--- Dataset excerpts Enclosed Below ---

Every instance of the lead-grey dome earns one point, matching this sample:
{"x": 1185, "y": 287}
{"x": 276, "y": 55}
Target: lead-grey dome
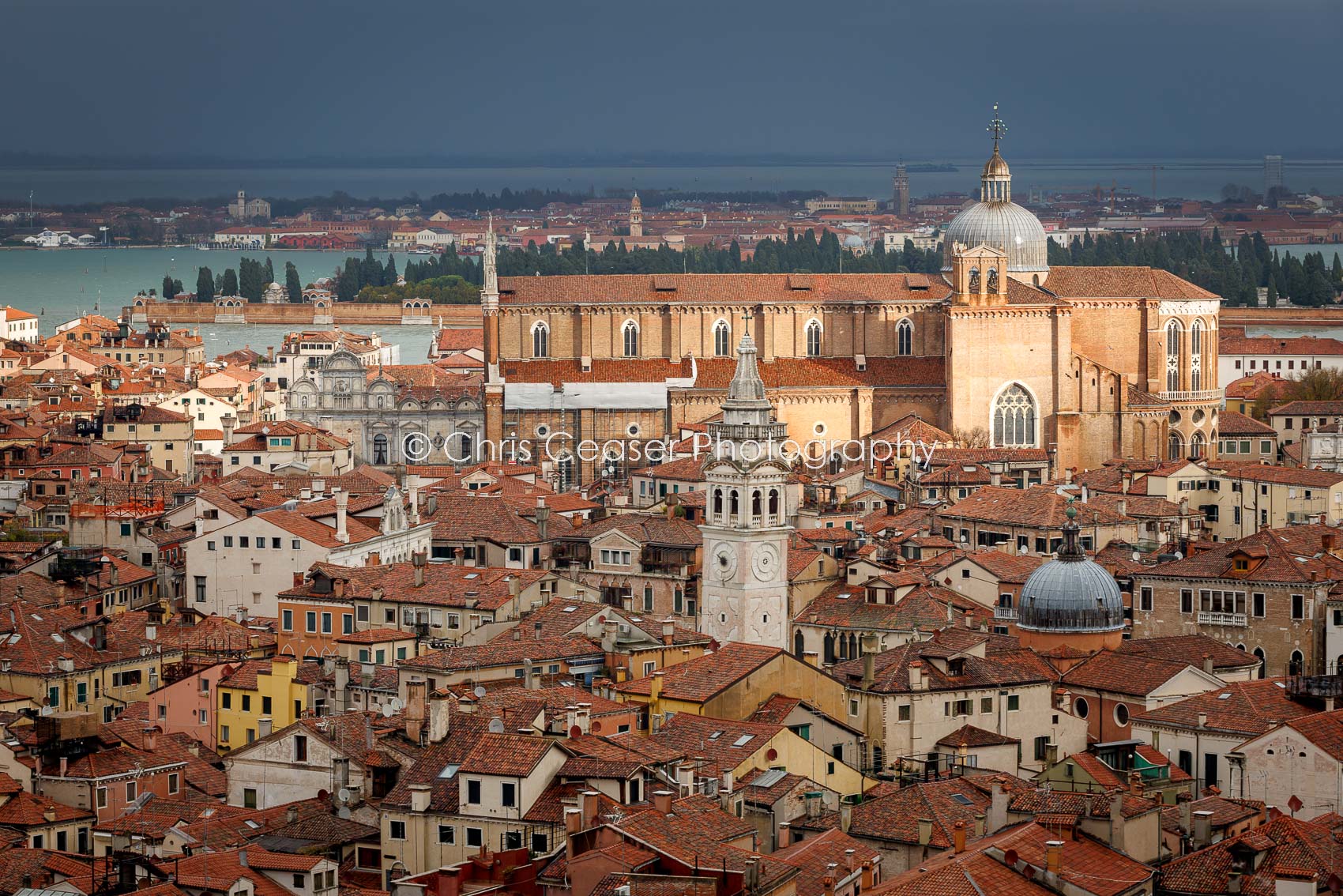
{"x": 1001, "y": 224}
{"x": 1070, "y": 594}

--- End of Enclosed Dataset excerpts ---

Prompt: Your answer must be an exact reproduction of all entries, containing no pictures.

Your response:
Every instance of the lead-grey dome earns one point, matching this sample:
{"x": 1185, "y": 287}
{"x": 276, "y": 55}
Target: lead-grey dome
{"x": 1001, "y": 224}
{"x": 1070, "y": 594}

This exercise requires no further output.